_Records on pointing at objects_
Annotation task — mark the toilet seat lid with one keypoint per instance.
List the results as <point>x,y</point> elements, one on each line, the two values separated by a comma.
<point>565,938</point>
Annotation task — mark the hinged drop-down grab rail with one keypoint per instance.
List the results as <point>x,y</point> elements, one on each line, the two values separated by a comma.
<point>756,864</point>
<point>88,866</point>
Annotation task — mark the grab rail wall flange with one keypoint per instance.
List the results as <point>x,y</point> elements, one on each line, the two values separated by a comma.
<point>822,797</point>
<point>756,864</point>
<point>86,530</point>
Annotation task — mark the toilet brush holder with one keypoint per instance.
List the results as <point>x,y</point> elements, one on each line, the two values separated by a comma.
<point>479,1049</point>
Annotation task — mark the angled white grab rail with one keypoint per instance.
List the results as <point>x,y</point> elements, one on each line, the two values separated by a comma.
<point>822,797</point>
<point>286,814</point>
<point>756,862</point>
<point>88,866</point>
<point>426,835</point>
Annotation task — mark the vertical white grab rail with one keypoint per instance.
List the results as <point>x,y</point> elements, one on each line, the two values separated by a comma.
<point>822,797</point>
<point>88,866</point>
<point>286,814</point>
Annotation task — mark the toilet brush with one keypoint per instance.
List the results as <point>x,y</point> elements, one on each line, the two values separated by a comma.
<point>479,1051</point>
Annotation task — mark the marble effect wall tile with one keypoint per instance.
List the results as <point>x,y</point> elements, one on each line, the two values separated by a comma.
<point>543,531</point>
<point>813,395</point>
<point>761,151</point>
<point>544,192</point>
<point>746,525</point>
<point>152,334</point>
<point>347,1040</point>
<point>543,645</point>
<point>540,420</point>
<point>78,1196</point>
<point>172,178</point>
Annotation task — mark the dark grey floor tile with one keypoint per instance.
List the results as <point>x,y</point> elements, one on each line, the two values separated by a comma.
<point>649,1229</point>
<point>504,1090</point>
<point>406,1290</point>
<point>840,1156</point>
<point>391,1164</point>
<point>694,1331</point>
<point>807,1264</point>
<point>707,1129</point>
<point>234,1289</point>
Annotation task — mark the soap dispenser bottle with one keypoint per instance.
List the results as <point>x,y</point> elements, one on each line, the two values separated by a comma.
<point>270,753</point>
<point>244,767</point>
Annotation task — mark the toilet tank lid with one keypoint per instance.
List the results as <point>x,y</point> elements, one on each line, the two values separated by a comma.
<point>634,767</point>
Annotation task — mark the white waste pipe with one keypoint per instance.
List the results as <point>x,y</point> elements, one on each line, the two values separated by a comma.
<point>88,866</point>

_What the task requires_
Copy out the records above word for word.

_Answer_
Annotation task — mark the toilet seat lid with one keypoint per instance.
List the results as <point>x,y</point> elements, one on each line, the two values separated by a comma.
<point>565,938</point>
Annotation task — mark the hinged drop-down grab rail with one keypoint per instance.
List the results as <point>x,y</point> elements, one on each line, the two values separated by a comma.
<point>756,864</point>
<point>88,866</point>
Annotation task — mark the grab rail wall flange with one keypoint per instance.
List the results as <point>x,y</point> elements, one on each line, the two values separated by a comma.
<point>822,797</point>
<point>756,864</point>
<point>86,530</point>
Annotation task — mark the toilet brush holder with one keypoint per instance.
List the results as <point>x,y</point> elements, one on each line, the two values separated by a comma.
<point>479,1049</point>
Annotation task — mark the angled white grab rail with one keypoint per instance.
List the results as <point>x,y</point> elements, one on each line, the two values separated by a comma.
<point>822,797</point>
<point>286,814</point>
<point>756,862</point>
<point>88,866</point>
<point>426,835</point>
Annotation task — mark the vertical white grab rail with one keypoint per instance.
List the results as <point>x,y</point> elements, one on each line, the two values separated by a comma.
<point>822,797</point>
<point>88,866</point>
<point>286,814</point>
Annotation task — mark the toilet brush with one keypoint per instance.
List the results as <point>x,y</point> elements, one on each line, the two values separated by a comma.
<point>479,1051</point>
Annotation task — mark the marble effect wall tile with one keypoint per instance.
List the results as <point>x,y</point> elements, one on each line, the two values separated by a comma.
<point>543,531</point>
<point>813,395</point>
<point>761,151</point>
<point>544,192</point>
<point>746,525</point>
<point>152,334</point>
<point>347,1040</point>
<point>543,645</point>
<point>540,420</point>
<point>78,1196</point>
<point>172,178</point>
Annotation task — mark the dark grey floor tile with one keypoint per instance.
List the results as <point>x,y</point> elements, one on each line, the two values separated by a comma.
<point>649,1229</point>
<point>504,1090</point>
<point>406,1290</point>
<point>840,1156</point>
<point>391,1164</point>
<point>694,1331</point>
<point>807,1264</point>
<point>707,1129</point>
<point>234,1289</point>
Annotation task — mark the soap dispenser bottle with one keypoint per instance.
List the results as <point>x,y</point> elements, one on each line, the two values separated by a comma.
<point>270,753</point>
<point>244,767</point>
Annotation task — mark the toilet tank lid with one keypoint per instance.
List the results as <point>x,y</point> elements, one on each line, the two values separated by a comma.
<point>634,767</point>
Annotation task — mark the white waste pipe with one keypoint per instance.
List the results as <point>x,y</point> elements, one on each line, the two values separated by a comma.
<point>88,866</point>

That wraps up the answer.